--- RECORDS TO PROCESS ---
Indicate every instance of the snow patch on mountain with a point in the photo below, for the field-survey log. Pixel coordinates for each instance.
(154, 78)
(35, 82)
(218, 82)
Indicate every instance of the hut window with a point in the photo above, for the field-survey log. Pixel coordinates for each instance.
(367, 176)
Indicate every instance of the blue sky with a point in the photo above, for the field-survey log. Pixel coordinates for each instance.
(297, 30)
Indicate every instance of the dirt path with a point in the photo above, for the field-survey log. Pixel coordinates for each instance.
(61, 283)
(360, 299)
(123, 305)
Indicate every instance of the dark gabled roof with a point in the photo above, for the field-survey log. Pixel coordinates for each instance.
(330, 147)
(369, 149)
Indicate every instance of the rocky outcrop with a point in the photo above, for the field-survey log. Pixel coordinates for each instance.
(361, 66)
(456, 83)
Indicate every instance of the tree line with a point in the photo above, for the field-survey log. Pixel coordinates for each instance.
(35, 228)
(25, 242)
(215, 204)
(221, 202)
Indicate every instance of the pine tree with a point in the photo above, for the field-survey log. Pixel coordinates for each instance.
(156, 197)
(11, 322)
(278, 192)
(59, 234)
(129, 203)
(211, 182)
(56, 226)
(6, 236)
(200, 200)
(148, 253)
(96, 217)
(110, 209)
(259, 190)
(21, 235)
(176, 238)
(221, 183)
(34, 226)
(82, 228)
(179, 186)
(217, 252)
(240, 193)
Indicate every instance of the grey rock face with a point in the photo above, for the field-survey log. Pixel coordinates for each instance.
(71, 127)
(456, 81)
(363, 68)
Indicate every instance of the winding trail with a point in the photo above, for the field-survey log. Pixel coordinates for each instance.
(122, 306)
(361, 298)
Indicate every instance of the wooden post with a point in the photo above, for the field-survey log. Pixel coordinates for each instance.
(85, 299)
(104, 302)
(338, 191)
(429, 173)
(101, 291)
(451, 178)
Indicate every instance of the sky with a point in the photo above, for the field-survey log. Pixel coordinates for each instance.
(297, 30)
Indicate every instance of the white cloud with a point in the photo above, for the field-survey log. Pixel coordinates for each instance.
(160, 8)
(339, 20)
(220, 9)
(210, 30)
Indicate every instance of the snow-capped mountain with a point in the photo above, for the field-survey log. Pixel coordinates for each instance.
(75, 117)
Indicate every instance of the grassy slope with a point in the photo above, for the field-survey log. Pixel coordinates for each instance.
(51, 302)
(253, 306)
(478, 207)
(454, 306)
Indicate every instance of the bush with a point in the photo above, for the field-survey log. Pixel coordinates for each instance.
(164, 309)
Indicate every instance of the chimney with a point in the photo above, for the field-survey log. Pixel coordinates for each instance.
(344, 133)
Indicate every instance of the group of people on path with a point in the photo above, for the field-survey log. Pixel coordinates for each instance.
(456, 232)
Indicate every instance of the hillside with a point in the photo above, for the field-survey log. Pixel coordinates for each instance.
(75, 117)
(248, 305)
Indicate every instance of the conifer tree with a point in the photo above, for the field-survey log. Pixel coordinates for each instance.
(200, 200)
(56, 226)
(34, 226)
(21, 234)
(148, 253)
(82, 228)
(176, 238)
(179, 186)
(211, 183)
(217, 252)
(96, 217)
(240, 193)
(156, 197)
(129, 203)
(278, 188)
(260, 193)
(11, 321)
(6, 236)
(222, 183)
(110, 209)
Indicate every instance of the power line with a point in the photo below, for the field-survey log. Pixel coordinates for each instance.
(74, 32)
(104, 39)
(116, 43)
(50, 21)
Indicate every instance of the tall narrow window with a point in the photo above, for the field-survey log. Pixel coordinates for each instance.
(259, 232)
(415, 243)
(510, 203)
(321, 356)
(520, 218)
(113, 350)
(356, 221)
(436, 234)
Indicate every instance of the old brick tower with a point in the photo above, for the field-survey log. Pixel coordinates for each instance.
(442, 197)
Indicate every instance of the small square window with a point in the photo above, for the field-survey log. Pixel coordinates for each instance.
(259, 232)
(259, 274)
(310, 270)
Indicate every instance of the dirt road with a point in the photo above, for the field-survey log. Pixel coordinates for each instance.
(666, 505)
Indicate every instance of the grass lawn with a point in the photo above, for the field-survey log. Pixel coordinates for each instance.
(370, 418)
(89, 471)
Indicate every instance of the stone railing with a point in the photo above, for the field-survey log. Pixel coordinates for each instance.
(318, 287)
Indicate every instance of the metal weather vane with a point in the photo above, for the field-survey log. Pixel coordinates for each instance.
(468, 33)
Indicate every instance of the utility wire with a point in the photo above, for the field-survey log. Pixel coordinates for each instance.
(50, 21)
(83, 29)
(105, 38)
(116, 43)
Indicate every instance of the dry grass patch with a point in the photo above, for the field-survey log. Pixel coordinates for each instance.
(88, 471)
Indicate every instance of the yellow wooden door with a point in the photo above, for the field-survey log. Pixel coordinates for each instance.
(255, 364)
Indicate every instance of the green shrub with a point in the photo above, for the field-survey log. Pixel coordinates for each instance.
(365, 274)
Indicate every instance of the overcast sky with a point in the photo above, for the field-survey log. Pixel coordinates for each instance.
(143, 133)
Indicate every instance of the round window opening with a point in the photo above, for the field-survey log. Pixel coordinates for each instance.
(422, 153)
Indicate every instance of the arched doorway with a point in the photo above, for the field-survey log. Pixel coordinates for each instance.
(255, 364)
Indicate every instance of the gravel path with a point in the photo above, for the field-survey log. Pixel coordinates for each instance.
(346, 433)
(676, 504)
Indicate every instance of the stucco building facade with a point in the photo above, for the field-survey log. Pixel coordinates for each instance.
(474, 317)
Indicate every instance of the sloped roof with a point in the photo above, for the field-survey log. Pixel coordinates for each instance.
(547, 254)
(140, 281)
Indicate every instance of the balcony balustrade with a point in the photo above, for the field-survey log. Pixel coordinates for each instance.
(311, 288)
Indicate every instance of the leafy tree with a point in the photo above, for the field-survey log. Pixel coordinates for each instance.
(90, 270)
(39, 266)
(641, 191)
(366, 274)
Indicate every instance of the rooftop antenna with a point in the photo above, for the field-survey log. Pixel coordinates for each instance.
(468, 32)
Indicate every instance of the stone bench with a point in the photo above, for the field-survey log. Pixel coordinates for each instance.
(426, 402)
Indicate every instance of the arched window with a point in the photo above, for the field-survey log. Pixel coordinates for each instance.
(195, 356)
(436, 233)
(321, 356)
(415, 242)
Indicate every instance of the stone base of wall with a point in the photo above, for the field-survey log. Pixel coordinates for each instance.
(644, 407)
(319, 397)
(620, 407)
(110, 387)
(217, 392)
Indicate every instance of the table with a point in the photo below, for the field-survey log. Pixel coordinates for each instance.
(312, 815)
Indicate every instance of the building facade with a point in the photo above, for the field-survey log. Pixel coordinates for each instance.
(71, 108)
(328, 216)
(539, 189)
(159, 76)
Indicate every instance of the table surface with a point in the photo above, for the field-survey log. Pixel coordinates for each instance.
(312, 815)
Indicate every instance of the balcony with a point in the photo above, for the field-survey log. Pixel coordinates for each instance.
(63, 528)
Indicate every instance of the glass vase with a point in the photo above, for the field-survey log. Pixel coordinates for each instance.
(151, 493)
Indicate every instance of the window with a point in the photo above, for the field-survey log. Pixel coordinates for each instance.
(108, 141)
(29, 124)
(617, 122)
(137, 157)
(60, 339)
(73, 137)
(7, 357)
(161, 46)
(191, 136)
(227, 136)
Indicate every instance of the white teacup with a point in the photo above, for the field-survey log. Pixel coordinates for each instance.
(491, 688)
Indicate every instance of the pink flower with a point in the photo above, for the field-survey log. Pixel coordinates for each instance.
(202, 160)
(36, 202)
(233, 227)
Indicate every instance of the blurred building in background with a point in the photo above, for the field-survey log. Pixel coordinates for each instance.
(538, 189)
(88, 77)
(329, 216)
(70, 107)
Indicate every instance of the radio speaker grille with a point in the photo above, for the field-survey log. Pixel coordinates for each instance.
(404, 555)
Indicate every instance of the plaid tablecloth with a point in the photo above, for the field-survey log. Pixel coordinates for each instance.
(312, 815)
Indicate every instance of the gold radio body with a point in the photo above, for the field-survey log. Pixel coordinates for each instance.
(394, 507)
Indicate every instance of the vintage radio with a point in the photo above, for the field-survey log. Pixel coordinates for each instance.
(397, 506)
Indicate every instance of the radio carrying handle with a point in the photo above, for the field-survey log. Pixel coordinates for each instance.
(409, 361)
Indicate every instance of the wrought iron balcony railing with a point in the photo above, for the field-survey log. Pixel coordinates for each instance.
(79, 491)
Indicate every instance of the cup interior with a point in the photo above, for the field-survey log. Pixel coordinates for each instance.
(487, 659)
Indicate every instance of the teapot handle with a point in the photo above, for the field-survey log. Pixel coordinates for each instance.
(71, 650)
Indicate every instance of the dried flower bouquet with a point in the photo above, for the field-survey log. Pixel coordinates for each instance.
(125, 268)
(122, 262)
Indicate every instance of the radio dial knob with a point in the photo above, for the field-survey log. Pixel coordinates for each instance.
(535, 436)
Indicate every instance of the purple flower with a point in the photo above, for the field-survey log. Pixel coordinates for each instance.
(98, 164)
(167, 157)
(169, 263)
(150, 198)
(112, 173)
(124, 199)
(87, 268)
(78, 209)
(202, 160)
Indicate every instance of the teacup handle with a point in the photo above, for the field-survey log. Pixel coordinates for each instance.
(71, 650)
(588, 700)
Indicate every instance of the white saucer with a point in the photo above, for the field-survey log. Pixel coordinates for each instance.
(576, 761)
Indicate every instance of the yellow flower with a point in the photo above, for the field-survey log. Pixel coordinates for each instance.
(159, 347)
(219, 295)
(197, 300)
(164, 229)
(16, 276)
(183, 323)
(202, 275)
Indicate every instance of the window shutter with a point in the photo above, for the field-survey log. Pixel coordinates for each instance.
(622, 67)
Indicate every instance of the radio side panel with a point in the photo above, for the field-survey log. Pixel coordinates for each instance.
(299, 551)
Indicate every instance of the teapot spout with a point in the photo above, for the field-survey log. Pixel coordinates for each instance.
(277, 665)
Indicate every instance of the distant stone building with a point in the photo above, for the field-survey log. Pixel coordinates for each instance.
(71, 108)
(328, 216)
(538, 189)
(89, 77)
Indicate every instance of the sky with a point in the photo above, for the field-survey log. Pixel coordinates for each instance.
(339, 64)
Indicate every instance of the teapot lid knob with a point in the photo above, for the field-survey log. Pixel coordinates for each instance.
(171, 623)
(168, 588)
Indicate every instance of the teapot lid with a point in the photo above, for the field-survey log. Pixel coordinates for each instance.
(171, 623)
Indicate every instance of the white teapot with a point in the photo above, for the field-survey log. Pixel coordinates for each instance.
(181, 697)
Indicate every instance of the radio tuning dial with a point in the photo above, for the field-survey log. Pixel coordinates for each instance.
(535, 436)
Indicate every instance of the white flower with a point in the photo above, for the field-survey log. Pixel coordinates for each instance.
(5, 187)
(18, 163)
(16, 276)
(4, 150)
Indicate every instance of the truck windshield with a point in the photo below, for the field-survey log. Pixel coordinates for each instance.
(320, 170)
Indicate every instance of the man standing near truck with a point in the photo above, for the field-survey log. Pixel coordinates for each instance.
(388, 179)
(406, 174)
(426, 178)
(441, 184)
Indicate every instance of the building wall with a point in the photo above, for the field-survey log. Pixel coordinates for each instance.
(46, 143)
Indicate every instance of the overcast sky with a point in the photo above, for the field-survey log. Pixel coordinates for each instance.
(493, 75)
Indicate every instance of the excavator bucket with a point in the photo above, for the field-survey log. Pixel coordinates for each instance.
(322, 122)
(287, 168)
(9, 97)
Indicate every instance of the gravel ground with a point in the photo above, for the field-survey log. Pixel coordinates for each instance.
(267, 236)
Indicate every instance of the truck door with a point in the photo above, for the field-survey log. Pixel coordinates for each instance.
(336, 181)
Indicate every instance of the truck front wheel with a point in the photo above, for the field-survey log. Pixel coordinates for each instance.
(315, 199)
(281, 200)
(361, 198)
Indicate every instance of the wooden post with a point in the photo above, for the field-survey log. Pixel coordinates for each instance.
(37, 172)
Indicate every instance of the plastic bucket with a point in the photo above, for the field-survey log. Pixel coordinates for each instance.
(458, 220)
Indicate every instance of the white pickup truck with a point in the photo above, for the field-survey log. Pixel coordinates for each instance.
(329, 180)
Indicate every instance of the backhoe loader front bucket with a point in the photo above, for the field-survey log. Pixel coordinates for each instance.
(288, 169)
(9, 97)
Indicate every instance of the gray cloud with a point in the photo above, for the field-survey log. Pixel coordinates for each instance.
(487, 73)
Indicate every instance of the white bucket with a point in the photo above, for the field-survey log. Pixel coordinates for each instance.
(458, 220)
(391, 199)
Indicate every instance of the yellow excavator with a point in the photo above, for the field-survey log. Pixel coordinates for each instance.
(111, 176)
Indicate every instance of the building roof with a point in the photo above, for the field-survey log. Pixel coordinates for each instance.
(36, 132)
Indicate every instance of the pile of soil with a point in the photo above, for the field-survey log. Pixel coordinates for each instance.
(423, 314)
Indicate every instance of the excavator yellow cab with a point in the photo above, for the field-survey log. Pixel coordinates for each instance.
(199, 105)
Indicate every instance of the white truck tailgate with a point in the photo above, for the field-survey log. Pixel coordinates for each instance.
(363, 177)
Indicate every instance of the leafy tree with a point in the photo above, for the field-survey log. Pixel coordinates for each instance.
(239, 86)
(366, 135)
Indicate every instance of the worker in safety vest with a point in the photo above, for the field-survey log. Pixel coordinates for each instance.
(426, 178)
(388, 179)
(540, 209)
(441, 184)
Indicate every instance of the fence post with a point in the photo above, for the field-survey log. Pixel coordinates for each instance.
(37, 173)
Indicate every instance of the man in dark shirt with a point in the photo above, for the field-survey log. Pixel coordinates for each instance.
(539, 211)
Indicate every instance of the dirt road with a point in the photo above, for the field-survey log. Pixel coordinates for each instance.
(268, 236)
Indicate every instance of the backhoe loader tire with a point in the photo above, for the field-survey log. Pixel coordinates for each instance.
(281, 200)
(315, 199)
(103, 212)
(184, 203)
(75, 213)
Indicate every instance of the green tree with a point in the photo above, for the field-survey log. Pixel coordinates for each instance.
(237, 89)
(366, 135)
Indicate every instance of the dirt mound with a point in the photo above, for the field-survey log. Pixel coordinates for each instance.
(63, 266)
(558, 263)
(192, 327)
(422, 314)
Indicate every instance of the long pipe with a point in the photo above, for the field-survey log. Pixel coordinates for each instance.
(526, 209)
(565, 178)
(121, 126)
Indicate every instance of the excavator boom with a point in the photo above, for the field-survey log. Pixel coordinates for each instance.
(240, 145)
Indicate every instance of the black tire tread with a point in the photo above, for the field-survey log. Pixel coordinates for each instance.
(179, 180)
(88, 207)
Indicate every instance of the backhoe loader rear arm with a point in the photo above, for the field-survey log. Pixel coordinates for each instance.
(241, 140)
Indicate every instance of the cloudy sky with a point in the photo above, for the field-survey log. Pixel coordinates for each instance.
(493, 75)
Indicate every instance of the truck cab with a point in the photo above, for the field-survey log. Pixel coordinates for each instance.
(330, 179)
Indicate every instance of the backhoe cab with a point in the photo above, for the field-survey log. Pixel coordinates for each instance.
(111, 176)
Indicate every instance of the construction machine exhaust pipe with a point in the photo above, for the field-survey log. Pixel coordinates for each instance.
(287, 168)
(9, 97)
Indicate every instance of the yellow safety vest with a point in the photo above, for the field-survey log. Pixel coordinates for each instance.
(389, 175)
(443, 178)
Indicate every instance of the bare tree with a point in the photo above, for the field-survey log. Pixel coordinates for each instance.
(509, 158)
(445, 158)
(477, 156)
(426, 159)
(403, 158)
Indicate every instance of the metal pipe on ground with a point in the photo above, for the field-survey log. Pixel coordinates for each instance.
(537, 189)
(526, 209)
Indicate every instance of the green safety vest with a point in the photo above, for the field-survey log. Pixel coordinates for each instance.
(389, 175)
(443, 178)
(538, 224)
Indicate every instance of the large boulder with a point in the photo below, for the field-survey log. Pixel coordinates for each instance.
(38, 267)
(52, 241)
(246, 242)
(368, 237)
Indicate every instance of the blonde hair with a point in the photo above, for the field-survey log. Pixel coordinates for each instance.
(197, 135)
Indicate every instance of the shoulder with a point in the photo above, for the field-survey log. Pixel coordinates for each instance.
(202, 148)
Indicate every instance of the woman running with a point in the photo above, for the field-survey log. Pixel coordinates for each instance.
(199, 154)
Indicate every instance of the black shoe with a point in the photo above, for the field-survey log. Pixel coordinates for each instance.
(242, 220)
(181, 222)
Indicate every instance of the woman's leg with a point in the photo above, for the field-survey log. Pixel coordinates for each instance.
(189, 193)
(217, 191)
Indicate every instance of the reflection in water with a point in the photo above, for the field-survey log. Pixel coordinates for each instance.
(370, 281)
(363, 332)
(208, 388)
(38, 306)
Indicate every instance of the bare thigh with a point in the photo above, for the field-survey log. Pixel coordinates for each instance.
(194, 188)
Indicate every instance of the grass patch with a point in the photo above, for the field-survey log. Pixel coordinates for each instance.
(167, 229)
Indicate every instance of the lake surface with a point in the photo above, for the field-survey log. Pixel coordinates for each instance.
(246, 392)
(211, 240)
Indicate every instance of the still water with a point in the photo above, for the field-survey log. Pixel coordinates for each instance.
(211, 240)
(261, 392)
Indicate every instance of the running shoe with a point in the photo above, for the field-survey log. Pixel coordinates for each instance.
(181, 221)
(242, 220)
---
■ **WHAT TO WORK ON**:
Reproduce only the lines running from the one with "Indicate every instance of the blonde" through the final line of the listing above, both ends included.

■ **OUTPUT FOR THIS EXERCISE**:
Indicate every instance of the blonde hair with a point in the photo above, for the field-survey log. Pixel coordinates for each instance.
(197, 135)
Indicate every instance of the shoulder with a point in the photo above, for the field-survey log. Pixel coordinates for each instance.
(202, 148)
Indicate every instance of the woman running with a point in the photo above, for the field-survey log. Pixel coordinates for each instance.
(199, 154)
Indicate every instance of the black shoe with a point in the photo above, for the field-survey log. Pixel coordinates for each instance.
(242, 220)
(181, 222)
Indicate every instance of the woman's leg with a point in the photo above, for the field-survey log. Pixel coordinates for each instance.
(189, 193)
(217, 191)
Indicate every instance of the reflection in water with a point in the photo above, for the field-survey log. Pixel coordinates for each instance.
(370, 281)
(363, 332)
(208, 388)
(38, 306)
Indicate every instance of the bare thigh with a point in the photo above, for the field-survey log. Pixel coordinates for each instance.
(194, 188)
Indicate every instance of the grass patch with a point in the photo above, for the field-survey log. Pixel coordinates for each instance.
(167, 229)
Indicate every instance of the lake surface with a point in the photo above, for the field-survey log. Pixel coordinates for each instance.
(246, 392)
(211, 240)
Indicate every instance of the still water with a point in the photo above, for the field-survey log. Pixel coordinates for each instance.
(211, 240)
(261, 392)
Indicate every instance of the running shoe with a point in the photo above, for the field-survey log. Pixel coordinates for each instance.
(181, 221)
(242, 220)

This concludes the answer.